◆ **ACTION ITEM**:
Before returning the data, strip out the pictures and keep everything else exactly the same.
*** Opening of DATA FOR THIS TASK ***
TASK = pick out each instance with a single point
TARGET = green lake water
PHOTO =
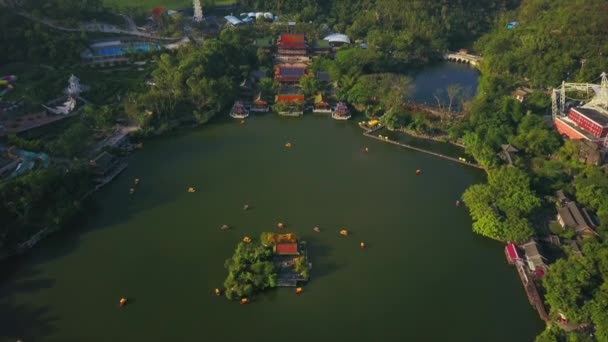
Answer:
(424, 275)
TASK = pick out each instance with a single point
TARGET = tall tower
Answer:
(198, 11)
(74, 89)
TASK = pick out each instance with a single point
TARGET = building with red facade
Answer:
(591, 120)
(288, 73)
(584, 123)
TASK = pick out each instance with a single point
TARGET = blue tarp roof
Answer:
(233, 20)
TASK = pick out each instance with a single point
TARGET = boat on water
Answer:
(341, 112)
(239, 111)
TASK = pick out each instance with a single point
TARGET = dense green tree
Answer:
(535, 138)
(502, 208)
(568, 283)
(310, 86)
(249, 270)
(39, 199)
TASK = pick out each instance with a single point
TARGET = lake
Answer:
(424, 276)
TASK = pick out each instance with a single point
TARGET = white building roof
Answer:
(337, 38)
(233, 20)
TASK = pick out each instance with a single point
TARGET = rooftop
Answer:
(290, 71)
(322, 44)
(287, 249)
(323, 76)
(535, 259)
(103, 160)
(292, 38)
(594, 115)
(263, 42)
(337, 38)
(573, 217)
(233, 20)
(512, 251)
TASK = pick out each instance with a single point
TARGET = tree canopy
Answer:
(502, 208)
(249, 270)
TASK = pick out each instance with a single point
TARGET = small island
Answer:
(272, 260)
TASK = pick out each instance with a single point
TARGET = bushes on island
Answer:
*** Close of DATA FOR THIS TASK ***
◆ **REPLY**:
TASK = pick out each instance with a single point
TARGET = green lake water
PHOTO =
Answer:
(424, 275)
TASK = pick out each instance with a single point
TARGET = tall tower
Answer:
(198, 11)
(74, 89)
TASK = pick out each instance with a single point
TARGET = building with red facade
Answer:
(591, 120)
(288, 73)
(584, 123)
TASK = pick out each instance with a single point
TARGET = blue tarp roof
Answer:
(233, 20)
TASK = pick out each instance with a single point
TARGET = boat on water
Answer:
(341, 112)
(239, 111)
TASK = pick out each instance with a single point
TARGET = dense green tree
Answer:
(535, 138)
(502, 208)
(568, 283)
(310, 86)
(249, 270)
(39, 199)
TASK = pick out each instance with a single point
TARGET = lake
Answer:
(424, 276)
TASK = pick out each instance with a single point
TARGET = white building roof
Answer:
(337, 38)
(233, 20)
TASK = pick out each instance with a single point
TARGET = rooftop
Answer:
(290, 71)
(322, 44)
(287, 249)
(323, 76)
(535, 259)
(103, 160)
(292, 38)
(594, 115)
(263, 42)
(337, 38)
(573, 217)
(233, 20)
(512, 251)
TASK = pick out each instance with a single point
TARGET = tree canopy
Answer:
(502, 208)
(249, 270)
TASK = pick out each instance with a single point
TARGET = small island
Answer:
(272, 260)
TASK = pick out each instance with a single point
TARGET = bushes on island
Answer:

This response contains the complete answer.